- ASSIGNMENT: When a line in the entries below contains "positive", tally it; give the tally with nothing added.

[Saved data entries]
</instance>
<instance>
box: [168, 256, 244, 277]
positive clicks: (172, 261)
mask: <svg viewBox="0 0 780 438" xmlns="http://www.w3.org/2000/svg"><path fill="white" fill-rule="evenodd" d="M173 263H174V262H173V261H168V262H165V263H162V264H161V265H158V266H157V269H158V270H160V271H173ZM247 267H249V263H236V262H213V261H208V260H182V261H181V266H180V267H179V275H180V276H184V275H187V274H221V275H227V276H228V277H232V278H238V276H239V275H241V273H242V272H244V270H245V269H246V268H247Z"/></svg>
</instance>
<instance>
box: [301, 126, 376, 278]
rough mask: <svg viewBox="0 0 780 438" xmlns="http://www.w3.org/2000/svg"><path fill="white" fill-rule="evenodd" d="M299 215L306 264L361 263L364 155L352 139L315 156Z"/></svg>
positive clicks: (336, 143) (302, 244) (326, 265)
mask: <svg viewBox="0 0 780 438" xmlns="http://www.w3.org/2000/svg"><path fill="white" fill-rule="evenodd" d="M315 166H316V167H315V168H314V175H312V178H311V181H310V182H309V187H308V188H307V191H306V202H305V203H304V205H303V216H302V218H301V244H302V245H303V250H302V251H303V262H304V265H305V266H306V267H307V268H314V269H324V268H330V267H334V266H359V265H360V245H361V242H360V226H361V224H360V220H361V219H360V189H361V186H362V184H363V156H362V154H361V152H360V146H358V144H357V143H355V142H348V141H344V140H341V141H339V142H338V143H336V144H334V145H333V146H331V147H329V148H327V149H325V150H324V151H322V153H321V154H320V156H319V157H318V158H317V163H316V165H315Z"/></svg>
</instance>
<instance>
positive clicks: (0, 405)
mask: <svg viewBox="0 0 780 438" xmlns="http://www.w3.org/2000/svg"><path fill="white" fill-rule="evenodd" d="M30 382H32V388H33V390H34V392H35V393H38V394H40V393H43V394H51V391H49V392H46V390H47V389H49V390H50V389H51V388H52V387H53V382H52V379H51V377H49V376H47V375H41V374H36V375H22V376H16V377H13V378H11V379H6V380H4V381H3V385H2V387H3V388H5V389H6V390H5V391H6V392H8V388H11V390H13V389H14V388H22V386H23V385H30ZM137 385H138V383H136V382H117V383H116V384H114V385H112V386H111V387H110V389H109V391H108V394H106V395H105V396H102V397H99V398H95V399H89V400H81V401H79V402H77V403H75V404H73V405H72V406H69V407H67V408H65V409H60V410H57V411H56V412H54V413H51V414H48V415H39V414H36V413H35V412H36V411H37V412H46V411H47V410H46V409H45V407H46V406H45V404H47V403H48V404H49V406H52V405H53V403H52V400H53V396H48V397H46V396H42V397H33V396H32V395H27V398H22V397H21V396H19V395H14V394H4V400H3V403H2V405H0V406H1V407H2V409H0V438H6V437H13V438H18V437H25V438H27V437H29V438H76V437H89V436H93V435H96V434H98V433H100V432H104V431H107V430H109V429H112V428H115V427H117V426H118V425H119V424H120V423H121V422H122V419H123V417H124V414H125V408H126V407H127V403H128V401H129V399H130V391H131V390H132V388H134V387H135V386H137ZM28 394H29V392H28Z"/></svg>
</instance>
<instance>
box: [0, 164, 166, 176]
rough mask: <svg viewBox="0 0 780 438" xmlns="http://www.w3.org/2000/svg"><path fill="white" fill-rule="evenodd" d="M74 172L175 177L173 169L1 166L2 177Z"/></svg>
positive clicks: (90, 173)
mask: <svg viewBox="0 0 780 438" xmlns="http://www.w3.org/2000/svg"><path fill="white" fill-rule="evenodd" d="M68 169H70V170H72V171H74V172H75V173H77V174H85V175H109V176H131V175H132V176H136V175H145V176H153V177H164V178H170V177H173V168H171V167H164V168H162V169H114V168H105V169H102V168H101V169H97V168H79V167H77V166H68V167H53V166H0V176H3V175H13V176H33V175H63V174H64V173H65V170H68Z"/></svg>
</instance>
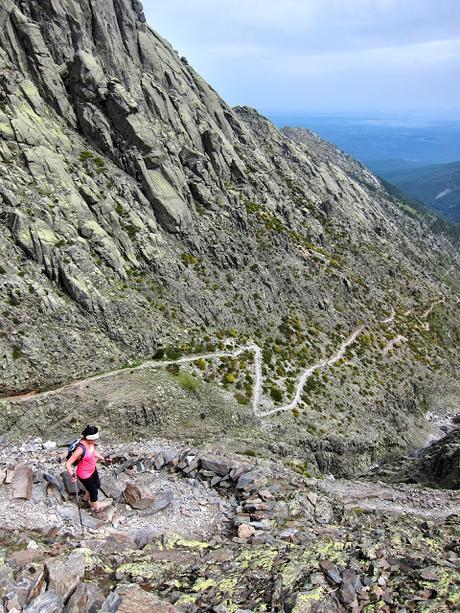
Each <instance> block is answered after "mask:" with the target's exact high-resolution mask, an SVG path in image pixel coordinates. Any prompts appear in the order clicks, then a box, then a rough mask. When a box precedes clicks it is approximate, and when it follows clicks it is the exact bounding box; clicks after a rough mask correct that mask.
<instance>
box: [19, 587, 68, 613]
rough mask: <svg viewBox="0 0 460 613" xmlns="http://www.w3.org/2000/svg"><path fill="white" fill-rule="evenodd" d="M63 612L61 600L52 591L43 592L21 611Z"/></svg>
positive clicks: (28, 612)
mask: <svg viewBox="0 0 460 613" xmlns="http://www.w3.org/2000/svg"><path fill="white" fill-rule="evenodd" d="M63 610H64V603H63V602H62V598H61V597H60V596H59V594H57V593H56V592H54V591H53V590H48V591H47V592H43V594H40V596H38V597H37V598H35V600H33V601H32V602H31V603H30V604H29V606H28V607H26V608H25V609H23V611H24V613H62V611H63Z"/></svg>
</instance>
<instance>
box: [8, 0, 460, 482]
mask: <svg viewBox="0 0 460 613" xmlns="http://www.w3.org/2000/svg"><path fill="white" fill-rule="evenodd" d="M0 24H1V30H0V31H1V34H0V70H1V83H2V94H1V95H2V98H1V102H0V135H1V140H0V157H1V163H0V194H1V216H0V236H1V241H0V267H1V268H0V295H1V300H2V303H3V308H2V310H1V314H0V317H1V328H2V334H1V336H0V348H1V352H0V368H1V371H2V378H1V380H0V391H1V393H2V395H3V397H4V398H5V399H4V401H3V407H5V408H4V409H3V410H2V412H1V413H0V415H1V418H2V420H3V422H2V432H3V433H4V435H9V436H21V434H22V433H24V432H27V433H28V434H33V433H35V432H37V431H38V432H48V433H50V434H51V433H55V434H56V436H57V435H58V434H59V435H61V434H64V433H65V432H68V429H69V423H70V424H78V423H79V420H80V419H81V415H82V411H83V414H85V415H86V414H87V413H88V414H91V415H93V416H94V417H97V419H98V421H99V423H101V425H102V426H104V427H105V428H106V429H107V431H108V432H112V433H113V435H114V436H116V437H125V438H126V437H128V438H129V437H134V438H142V437H147V436H153V435H155V434H161V435H162V436H164V437H175V436H177V433H178V432H180V433H181V437H186V436H187V433H189V435H188V436H189V438H191V439H193V440H195V439H198V440H202V439H206V438H207V437H209V438H212V440H215V439H222V440H227V439H228V440H230V442H231V445H232V446H233V447H235V445H236V446H238V447H239V448H240V449H241V450H244V449H248V448H249V449H250V448H251V447H253V446H256V447H257V450H256V451H257V452H258V453H265V454H268V455H271V454H279V455H280V456H282V457H293V456H298V455H300V456H301V457H304V458H308V461H309V462H311V463H312V465H313V466H314V467H315V468H314V469H315V470H321V471H326V472H327V471H331V470H333V471H335V472H340V473H341V474H346V473H353V472H356V471H358V470H361V469H362V468H363V467H365V466H368V465H369V463H371V462H373V461H375V459H377V458H379V457H382V456H384V455H385V454H394V453H397V452H399V451H400V450H401V449H406V448H408V447H411V446H413V445H414V440H415V439H416V438H417V437H422V438H423V432H424V431H425V430H426V428H427V426H426V424H425V422H424V419H423V414H424V411H425V410H426V408H427V407H430V406H431V405H432V404H437V403H438V402H439V398H442V397H443V393H444V389H445V385H446V382H448V381H453V382H455V381H456V375H457V373H458V365H459V346H460V342H459V339H460V331H459V321H458V306H457V296H458V279H459V265H458V251H457V250H456V249H455V248H454V247H453V246H452V244H451V243H450V242H449V241H448V240H447V238H446V237H444V236H442V235H441V236H436V235H433V234H432V233H431V231H430V229H429V227H428V226H427V225H426V224H425V223H424V222H423V220H420V219H418V218H414V217H413V216H411V215H410V214H407V213H410V211H408V210H407V207H406V208H404V205H403V204H402V203H401V202H399V201H398V200H397V199H395V198H390V197H389V195H388V193H387V190H386V189H385V188H384V186H383V185H382V184H381V182H380V181H379V180H378V179H377V178H376V177H375V176H374V175H373V174H372V173H371V172H370V171H369V170H367V169H366V168H364V166H362V165H361V164H359V163H357V162H356V161H355V160H353V159H352V158H350V157H349V156H346V155H344V154H343V153H342V152H341V151H340V150H338V149H337V148H334V147H332V146H331V145H329V144H327V143H325V142H324V141H321V140H320V139H319V138H317V137H316V136H314V135H312V134H311V133H309V132H308V131H298V132H295V133H290V132H288V133H282V132H280V131H279V130H277V129H276V128H275V127H274V126H273V124H272V123H271V122H269V121H268V120H267V119H266V118H264V117H262V116H261V115H260V114H258V113H257V112H256V111H255V110H254V109H250V108H246V107H244V108H236V109H232V108H230V107H229V106H228V105H227V104H226V103H225V102H224V101H223V100H222V99H221V98H220V97H219V96H218V94H217V93H216V92H215V91H214V90H213V89H212V88H211V87H210V86H209V85H208V84H207V83H206V82H205V81H204V80H203V79H202V78H201V77H200V76H199V75H198V74H197V73H196V72H195V71H194V70H193V68H192V67H191V66H190V65H189V64H188V62H187V61H186V59H185V58H180V57H179V56H178V55H177V54H176V52H175V51H174V50H173V49H172V47H171V46H170V44H169V43H168V42H166V41H165V40H163V39H162V38H161V37H160V36H159V35H158V34H157V33H156V32H155V31H153V30H152V29H151V28H150V27H149V26H148V25H147V24H146V23H145V19H144V16H143V13H142V10H141V8H140V5H139V3H138V2H131V1H130V0H109V1H107V2H102V1H101V0H80V1H79V2H76V1H75V0H63V1H61V2H56V1H52V2H44V1H41V0H40V1H39V0H33V1H31V2H23V1H21V0H15V1H14V2H13V1H12V0H4V2H3V3H2V5H1V7H0ZM425 313H426V315H425ZM358 331H359V333H358ZM349 338H352V339H353V343H351V344H350V345H346V351H344V352H343V355H342V354H341V352H340V348H341V347H344V344H346V341H347V339H349ZM227 339H230V341H228V340H227ZM229 343H230V345H229ZM248 344H251V345H254V344H256V345H257V347H259V348H260V351H261V356H262V359H263V364H260V368H261V370H262V379H263V381H262V385H261V388H260V389H259V392H260V398H258V402H257V406H256V410H254V406H253V400H254V398H253V395H254V389H255V383H256V381H260V379H261V377H256V374H257V373H256V371H255V368H254V365H253V364H254V362H253V359H252V357H253V356H252V355H249V354H244V355H243V354H241V355H239V356H238V357H237V356H228V355H225V356H221V357H220V358H219V359H213V358H212V357H211V358H207V359H204V358H203V359H201V360H200V361H197V362H196V363H194V364H191V363H190V364H189V365H186V366H184V365H181V366H180V368H181V369H182V370H181V371H180V372H179V373H178V372H177V369H178V368H179V366H178V365H177V364H175V367H174V365H173V364H170V365H169V367H170V370H169V371H167V370H165V369H163V370H162V369H161V368H160V369H156V370H155V372H153V370H152V371H149V370H148V369H147V368H146V369H140V370H134V369H132V372H131V370H130V366H133V367H134V366H136V365H140V364H141V363H142V362H143V361H144V360H149V359H151V358H152V357H154V358H155V359H162V358H163V357H166V358H167V360H169V361H173V362H174V361H177V360H178V359H179V358H180V357H184V356H194V355H198V356H200V355H201V354H205V355H209V354H214V353H216V352H225V351H226V349H228V347H229V346H230V347H231V346H233V347H234V346H236V347H244V346H247V345H248ZM337 356H340V359H338V357H337ZM336 358H337V359H336ZM312 368H313V370H311V369H312ZM112 369H119V370H120V369H122V370H123V371H126V372H123V373H120V372H117V374H116V375H114V376H113V377H112V378H111V379H110V378H109V379H107V380H106V384H103V381H104V380H94V381H93V382H92V381H91V378H90V377H91V376H93V375H96V374H100V373H105V372H107V371H110V370H112ZM183 371H186V372H185V375H184V373H183ZM305 372H310V374H311V376H309V377H308V380H305V381H304V383H305V386H304V387H303V388H302V389H301V390H300V388H299V380H300V378H301V375H302V374H303V373H305ZM259 374H260V373H259ZM123 375H124V376H123ZM188 376H192V380H190V378H187V377H188ZM177 377H179V378H177ZM181 377H182V378H181ZM75 380H82V381H84V383H83V382H82V383H80V384H79V385H77V386H76V387H73V388H70V389H71V391H72V393H70V394H69V396H67V395H65V394H67V393H68V391H69V390H68V389H67V390H66V389H64V390H62V391H63V393H64V395H65V398H63V397H61V395H60V392H59V393H55V394H48V395H43V396H41V395H39V394H38V395H36V396H35V397H32V398H29V399H27V398H24V397H21V399H19V398H18V401H17V402H14V400H12V398H11V397H12V396H14V394H22V395H23V394H27V393H28V392H32V393H37V392H40V391H43V388H54V387H62V386H63V385H64V384H65V383H67V382H71V381H75ZM101 381H102V382H101ZM125 385H126V387H124V386H125ZM180 385H183V386H184V387H185V389H188V391H189V392H190V396H189V397H187V398H186V399H184V397H183V396H181V394H180V389H179V388H180ZM178 386H179V387H178ZM195 389H197V390H201V391H202V393H203V394H204V395H201V396H200V394H199V391H197V393H196V394H195V395H194V394H193V393H192V392H193V391H194V390H195ZM76 390H77V391H78V393H74V392H75V391H76ZM122 390H123V393H122ZM172 390H176V391H177V395H176V396H175V395H174V394H173V391H172ZM299 390H300V391H299ZM96 391H97V392H96ZM296 392H297V395H298V397H297V398H296V396H295V394H296ZM85 394H88V396H85ZM293 398H295V399H296V401H295V403H294V404H292V402H293ZM22 402H27V403H29V404H27V405H26V406H27V407H29V408H28V409H27V410H24V409H23V406H24V405H23V404H22ZM203 407H206V410H204V409H203ZM280 407H287V408H288V409H289V410H283V411H277V408H280ZM197 415H198V416H200V415H203V417H202V418H201V417H200V419H197V418H196V416H197ZM363 423H366V428H364V429H363V427H362V425H363ZM344 458H345V459H346V460H344Z"/></svg>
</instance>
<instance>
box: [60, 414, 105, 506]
mask: <svg viewBox="0 0 460 613" xmlns="http://www.w3.org/2000/svg"><path fill="white" fill-rule="evenodd" d="M98 438H99V430H98V429H97V428H96V426H86V428H85V429H84V430H83V432H82V434H81V439H80V440H77V441H75V450H74V452H73V453H72V454H71V455H70V457H69V458H68V459H67V462H66V464H65V467H66V469H67V472H68V473H69V475H70V477H71V479H72V481H73V482H74V483H76V481H77V477H78V480H79V481H80V483H81V484H82V485H83V486H84V488H85V489H86V494H85V496H84V497H83V500H84V501H85V502H89V503H90V505H91V508H92V510H93V511H94V512H95V513H99V512H100V511H101V506H100V504H99V502H98V497H99V489H100V487H101V482H100V479H99V473H98V472H97V468H96V462H97V461H98V460H102V461H103V462H107V463H110V459H109V458H104V456H102V455H101V454H100V453H99V452H98V451H97V449H96V445H97V443H96V441H97V440H98ZM75 465H76V466H77V470H76V471H75V474H74V472H73V468H74V466H75Z"/></svg>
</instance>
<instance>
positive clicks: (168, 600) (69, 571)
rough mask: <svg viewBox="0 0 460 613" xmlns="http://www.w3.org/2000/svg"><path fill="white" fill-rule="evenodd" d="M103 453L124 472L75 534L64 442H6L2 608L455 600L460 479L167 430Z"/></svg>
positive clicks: (102, 472)
mask: <svg viewBox="0 0 460 613" xmlns="http://www.w3.org/2000/svg"><path fill="white" fill-rule="evenodd" d="M104 451H107V452H110V453H111V455H112V457H113V458H114V461H115V463H114V468H115V470H116V472H117V474H118V479H115V478H114V476H113V474H112V473H111V470H109V469H107V468H104V467H102V468H101V474H102V487H103V491H104V492H105V494H104V496H103V497H104V502H103V504H104V505H105V506H106V508H105V510H104V511H103V513H102V516H99V515H98V516H93V515H92V514H89V513H88V512H87V511H86V510H83V511H82V517H83V524H84V531H83V534H82V532H81V528H80V525H79V519H78V511H77V506H76V503H75V497H74V495H73V485H72V484H70V483H69V482H68V479H66V478H65V475H63V474H62V470H63V464H62V462H63V455H64V452H63V451H61V450H60V449H58V448H57V447H56V444H55V443H54V442H52V441H41V440H39V439H34V440H30V441H26V442H24V443H23V444H22V445H21V446H5V447H3V448H2V450H1V452H0V466H1V470H0V481H1V482H2V483H1V484H0V493H1V496H0V545H1V547H0V556H1V557H2V559H3V565H2V566H0V597H1V598H2V602H3V603H4V604H5V610H6V611H10V612H14V611H15V610H17V611H26V612H27V613H44V612H45V611H46V613H62V612H63V611H64V612H65V613H80V612H83V611H84V612H88V613H89V612H92V611H100V612H101V613H102V612H103V613H112V612H113V613H115V612H116V611H117V612H121V613H130V612H132V611H136V612H137V613H150V612H152V611H155V612H156V613H198V612H200V611H209V612H214V613H236V612H237V611H240V613H242V611H245V612H246V613H248V612H253V613H262V611H290V612H291V613H320V612H323V613H325V612H327V613H333V612H334V613H358V612H361V611H363V612H365V611H374V610H375V611H377V610H378V611H380V612H383V613H393V612H394V613H396V612H397V613H403V611H433V612H434V611H436V612H439V613H441V612H444V611H445V612H448V611H454V610H458V607H457V605H458V604H460V591H459V588H458V586H459V585H460V557H459V554H460V551H458V548H457V546H456V545H455V534H456V533H457V532H456V531H458V529H459V526H458V521H457V519H456V518H457V517H458V511H459V508H460V499H459V495H458V492H453V491H443V492H436V491H431V492H430V491H429V490H423V489H421V488H413V487H410V486H395V487H391V486H387V485H385V484H382V483H367V482H364V481H353V482H346V481H342V480H334V479H332V478H326V479H322V480H319V479H305V478H303V477H301V476H300V475H298V474H296V473H293V472H292V471H289V470H287V469H285V468H283V467H282V465H280V464H279V463H273V462H268V461H262V460H251V461H250V462H243V463H242V462H241V459H236V458H233V457H231V456H226V457H222V456H218V455H216V454H215V453H214V452H212V450H200V451H198V450H194V449H187V448H185V449H184V448H181V447H179V446H174V445H171V444H169V443H165V442H161V441H152V442H143V443H139V444H137V445H135V444H130V445H116V446H113V447H110V448H107V449H105V450H104ZM453 539H454V540H453ZM275 586H276V587H275ZM375 607H377V608H375Z"/></svg>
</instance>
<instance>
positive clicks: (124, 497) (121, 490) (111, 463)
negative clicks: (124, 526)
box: [108, 459, 129, 504]
mask: <svg viewBox="0 0 460 613" xmlns="http://www.w3.org/2000/svg"><path fill="white" fill-rule="evenodd" d="M108 464H109V465H110V468H111V469H112V472H113V474H114V477H115V480H116V482H117V483H118V485H119V486H120V488H121V495H122V496H123V498H124V499H125V502H126V504H129V502H128V499H127V498H126V494H125V490H124V488H123V486H122V484H121V481H120V479H119V478H118V473H117V471H116V470H115V466H114V465H113V462H112V460H111V459H110V461H109V462H108Z"/></svg>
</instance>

- THE COMPLETED TASK: 8